§ Required actions:
**a.** Summarize the Simple Mission text in two sentences.
**b.** From the Simple Mission text, return the passage that begins at the words "Simple Mission is" and stops after the words "platinum in Canada.".

-- Excerpt provided start --

Simple Mission is the third album by the Canadian band Glass Tiger, released in 1991.

The single "My Town" features Rod Stewart on lead vocals alongside Alan Frew, and reached No. 33 on the UK, marking the band's second highest position in that country. "Animal Heart" received a Juno Award nomination. The album was certified platinum in Canada.

Production
The album was produced mostly by Tom Werman. Tony Thompson played drums on the majority of its tracks. The band attempted to incorporate rock styles alongside its pop.

Critical reception

The Toronto Star wrote: "By the fourth or fifth listen, one senses the pure, unvarnished Glass Tiger, and that's a band still very much rooted in the ethos of mid-'70s arena-rock, a hybrid of your basic REO Speedwagon, Foreigner, Journey and Kansas." The Windsor Star noted that the album "has a raunchier, gutsier sound on most of the tunes, a conscious effort on their part to emphasize guitar rather than keyboards." The Edmonton Journal concluded that "every cut on this uneven effort is slathered with rackety electric guitar riffs and self-consciously aggressive vocals that ape everyone from Aerosmith's Steve Tyler to Corey Hart."

-- Excerpt provided end --
-- Data rows start --

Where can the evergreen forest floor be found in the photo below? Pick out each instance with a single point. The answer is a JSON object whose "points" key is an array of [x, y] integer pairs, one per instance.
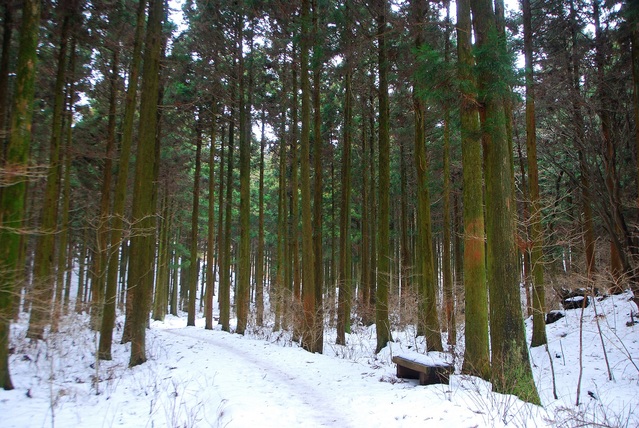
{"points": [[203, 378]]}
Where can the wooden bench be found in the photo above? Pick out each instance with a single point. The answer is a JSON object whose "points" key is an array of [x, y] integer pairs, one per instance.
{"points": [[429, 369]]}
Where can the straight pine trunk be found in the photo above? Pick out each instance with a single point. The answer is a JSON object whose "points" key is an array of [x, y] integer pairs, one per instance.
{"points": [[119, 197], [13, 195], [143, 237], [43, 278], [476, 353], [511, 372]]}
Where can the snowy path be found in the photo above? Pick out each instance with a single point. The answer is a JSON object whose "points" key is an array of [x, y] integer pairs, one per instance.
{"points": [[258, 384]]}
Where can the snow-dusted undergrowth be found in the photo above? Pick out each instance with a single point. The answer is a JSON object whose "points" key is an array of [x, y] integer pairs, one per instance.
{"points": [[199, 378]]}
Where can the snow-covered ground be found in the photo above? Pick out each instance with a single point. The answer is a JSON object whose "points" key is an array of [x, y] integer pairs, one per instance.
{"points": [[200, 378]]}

-- Data rows end --

§ Answers given:
**a.** Simple Mission is the third album by the Canadian band Glass Tiger, released in 1991 and certified platinum in Canada. Tom Werman produced most of it, the band tried to blend rock styles with its pop, and reviewers remarked on its guitar-driven sound.

**b.**
Simple Mission is the third album by the Canadian band Glass Tiger, released in 1991.

The single "My Town" features Rod Stewart on lead vocals alongside Alan Frew, and reached No. 33 on the UK, marking the band's second highest position in that country. "Animal Heart" received a Juno Award nomination. The album was certified platinum in Canada.